§ **Passage provided**
:::::
Here's the Nature article that the university press release links to: https://www.nature.com/articles/s41586-024-08234-x
Reminds me very much of much of the frontier science Ashton Forbes (the crazy zero-point energy guy) has been exposing on Twitter. For example:
"There is a very deep connection between magnetism and zero-point energy. So yeah, go ahead and build a magnetic motor. It's possible to draw this energy just using spins of electrons and permanent magnets." https://x.com/JustXAshton/status/1830621589848928459
Unfortunately I can't find some of the more relevant posts I have seen recently. But maybe someone else on HN also follows this guy.
Also: Magnet 900,000 times stronger than Earth reveals directional mass particles https://www.yahoo.com/news/magnet-900-000-times-stronger-140...
Just because energy is there doesn't mean you can use it. You can only use changes in energy, like a battery discharging or a log burning. Zero point energy is the resting energy of empty space, and the only theoretical scenarios where it changes involve the laws of physics being changed and the universe being destroyed. In a sense it's the tension of having laws of nature. I sincerely hope it's not on the menu of consumable fuels.
It's also worth mentioning that quasiparticles are bursts of energy that move through materials. For example a soundwave is a burst of quasiparticles, and the quietest possible sound is one quasiparticle, a phonon. I think this disclaimer should accompany all of the press releases about new particles discovered in condensed matter (solids, basically).
Thanks. I’ll take that over an over-hyped press release from a university PR person.
A new class of magnetism or magnet? Are we adding a new term to the equations or another bird to the catalog?
A new kind of solution for some equations that are way too complex for us to know all the ways they can go.
Yeah a new class of magnetic materials, not a new class of magnetism. Not magnetic monopoles either.
My brain hurts.
> They have the potential to lead to a thousand fold increase in speed of microelectronic components and digital memory while being more robust and energy efficient.
:::::
§ **Objective**
Continue the comment thread about the new class of magnetic materials, picking up after its final line.

§ **Material provided**
:::::
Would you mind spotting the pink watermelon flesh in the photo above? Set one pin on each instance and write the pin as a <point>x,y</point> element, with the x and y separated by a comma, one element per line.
:::::
§ **Response below**
Magnets are only used in spinning storage right? And SSDs are typically on the order of 3 orders of magnitude faster if not more in terms of IOPs due to random access performance being roughly the same as sequential. So is this saying 1000x faster than spinning HDDs because of latency or is it saying faster than even flash?
I’m also not too familiar in how magnets show up in microelectronic components in a way that this would speed them up.
> Magnets are only used in spinning storage right?
In the 1970s, magnetic bubble memories were seen as potential replacements for disk drives (and, initially, even semiconductor RAM), but rapid improvements in what we now regard as traditional technology outpaced what could be done with bubble memory.
I am pretty sure that bubble memory is unrelated to the phenomenon discussed here, beyond that it made use of a magnetic effect in a solid substrate.
> Magnets are only used in spinning storage right?
Maybe not forever. Magnetoresistive RAM (MRAM)[1] has the potential to be both faster than DRAM and non-volatile (but maybe not configured for both at the same time), in which case it could replace both DRAM and flash.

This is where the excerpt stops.